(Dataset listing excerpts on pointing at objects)
-- -- --
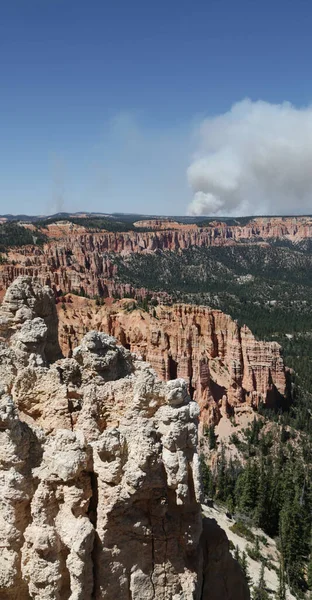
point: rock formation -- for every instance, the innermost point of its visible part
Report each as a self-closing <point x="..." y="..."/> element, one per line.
<point x="100" y="487"/>
<point x="222" y="363"/>
<point x="79" y="259"/>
-- -- --
■ **WHAT TO DO**: Copy out the listing above word for word, leaving out the pictures.

■ **OUTPUT BELOW**:
point: rock formation -- for every instance, the innermost point of its visible part
Report each as a self-closing <point x="..." y="..."/> element, one per line.
<point x="100" y="487"/>
<point x="222" y="363"/>
<point x="79" y="259"/>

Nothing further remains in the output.